== Segment start ==

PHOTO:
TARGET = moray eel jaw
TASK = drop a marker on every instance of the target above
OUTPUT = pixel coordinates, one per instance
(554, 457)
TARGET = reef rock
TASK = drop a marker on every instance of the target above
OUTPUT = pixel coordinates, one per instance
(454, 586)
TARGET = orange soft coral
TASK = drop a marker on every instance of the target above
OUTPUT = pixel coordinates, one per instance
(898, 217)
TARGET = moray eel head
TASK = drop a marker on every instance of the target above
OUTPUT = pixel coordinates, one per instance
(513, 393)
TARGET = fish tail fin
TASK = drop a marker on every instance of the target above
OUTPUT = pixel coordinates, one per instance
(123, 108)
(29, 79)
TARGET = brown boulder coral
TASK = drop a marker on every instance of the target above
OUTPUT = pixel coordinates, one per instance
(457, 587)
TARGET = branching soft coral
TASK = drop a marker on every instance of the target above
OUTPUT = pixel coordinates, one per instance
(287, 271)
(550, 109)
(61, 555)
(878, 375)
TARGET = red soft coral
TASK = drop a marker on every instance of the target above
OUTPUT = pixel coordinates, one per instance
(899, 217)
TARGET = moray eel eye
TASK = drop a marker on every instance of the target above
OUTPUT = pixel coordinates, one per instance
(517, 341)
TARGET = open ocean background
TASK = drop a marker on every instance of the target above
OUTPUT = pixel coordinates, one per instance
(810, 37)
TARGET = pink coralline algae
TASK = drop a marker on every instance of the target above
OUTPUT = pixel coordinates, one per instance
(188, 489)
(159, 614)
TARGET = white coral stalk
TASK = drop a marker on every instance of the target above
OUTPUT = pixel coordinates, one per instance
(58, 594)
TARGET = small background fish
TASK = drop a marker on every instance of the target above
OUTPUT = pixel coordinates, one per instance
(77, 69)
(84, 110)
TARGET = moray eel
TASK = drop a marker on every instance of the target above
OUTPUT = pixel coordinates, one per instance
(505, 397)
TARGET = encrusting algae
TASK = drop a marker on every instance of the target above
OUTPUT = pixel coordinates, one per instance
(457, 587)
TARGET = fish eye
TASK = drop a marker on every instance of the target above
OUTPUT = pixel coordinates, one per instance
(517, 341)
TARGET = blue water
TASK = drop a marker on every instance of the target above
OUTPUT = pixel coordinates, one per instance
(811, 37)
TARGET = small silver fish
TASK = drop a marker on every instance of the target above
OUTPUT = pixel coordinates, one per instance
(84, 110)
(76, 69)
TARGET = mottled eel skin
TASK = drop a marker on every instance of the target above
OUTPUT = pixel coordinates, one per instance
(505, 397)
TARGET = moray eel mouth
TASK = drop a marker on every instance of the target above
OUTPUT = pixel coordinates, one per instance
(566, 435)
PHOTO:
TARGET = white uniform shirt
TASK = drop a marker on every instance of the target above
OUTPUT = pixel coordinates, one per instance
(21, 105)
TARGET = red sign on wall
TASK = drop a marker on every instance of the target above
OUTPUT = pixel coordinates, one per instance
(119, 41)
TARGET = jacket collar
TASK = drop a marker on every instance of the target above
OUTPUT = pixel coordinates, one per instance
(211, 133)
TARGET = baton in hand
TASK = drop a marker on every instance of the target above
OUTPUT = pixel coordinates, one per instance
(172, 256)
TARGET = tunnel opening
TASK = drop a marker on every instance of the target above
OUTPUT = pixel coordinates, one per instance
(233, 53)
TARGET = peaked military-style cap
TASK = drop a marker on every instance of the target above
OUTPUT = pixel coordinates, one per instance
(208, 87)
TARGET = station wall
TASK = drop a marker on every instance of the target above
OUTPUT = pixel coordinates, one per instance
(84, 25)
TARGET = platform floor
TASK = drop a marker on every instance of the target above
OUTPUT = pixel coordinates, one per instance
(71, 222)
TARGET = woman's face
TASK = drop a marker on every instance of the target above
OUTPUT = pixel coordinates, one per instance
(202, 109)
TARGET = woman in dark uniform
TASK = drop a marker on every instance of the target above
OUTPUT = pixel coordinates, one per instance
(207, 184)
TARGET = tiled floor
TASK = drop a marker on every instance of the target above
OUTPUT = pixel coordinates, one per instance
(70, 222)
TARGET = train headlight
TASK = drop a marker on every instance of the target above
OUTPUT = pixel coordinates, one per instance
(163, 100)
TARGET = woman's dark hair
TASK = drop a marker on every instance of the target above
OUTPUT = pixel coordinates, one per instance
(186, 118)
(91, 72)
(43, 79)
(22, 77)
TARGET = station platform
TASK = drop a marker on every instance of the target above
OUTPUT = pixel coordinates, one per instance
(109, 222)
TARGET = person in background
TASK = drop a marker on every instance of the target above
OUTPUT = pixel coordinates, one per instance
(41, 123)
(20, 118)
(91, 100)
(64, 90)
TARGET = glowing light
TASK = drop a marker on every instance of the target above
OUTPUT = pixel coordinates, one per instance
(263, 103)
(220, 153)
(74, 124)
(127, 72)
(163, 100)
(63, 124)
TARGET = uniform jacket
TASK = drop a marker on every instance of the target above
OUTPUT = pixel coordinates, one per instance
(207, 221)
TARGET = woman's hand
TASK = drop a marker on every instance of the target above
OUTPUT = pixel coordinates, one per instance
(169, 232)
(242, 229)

== Segment end ==

• **Description of the task**: Wherever the string "small" appears in the records above, copy the line it sits in.

• **Problem solution**:
TARGET = small background fish
TARGET = small silver fish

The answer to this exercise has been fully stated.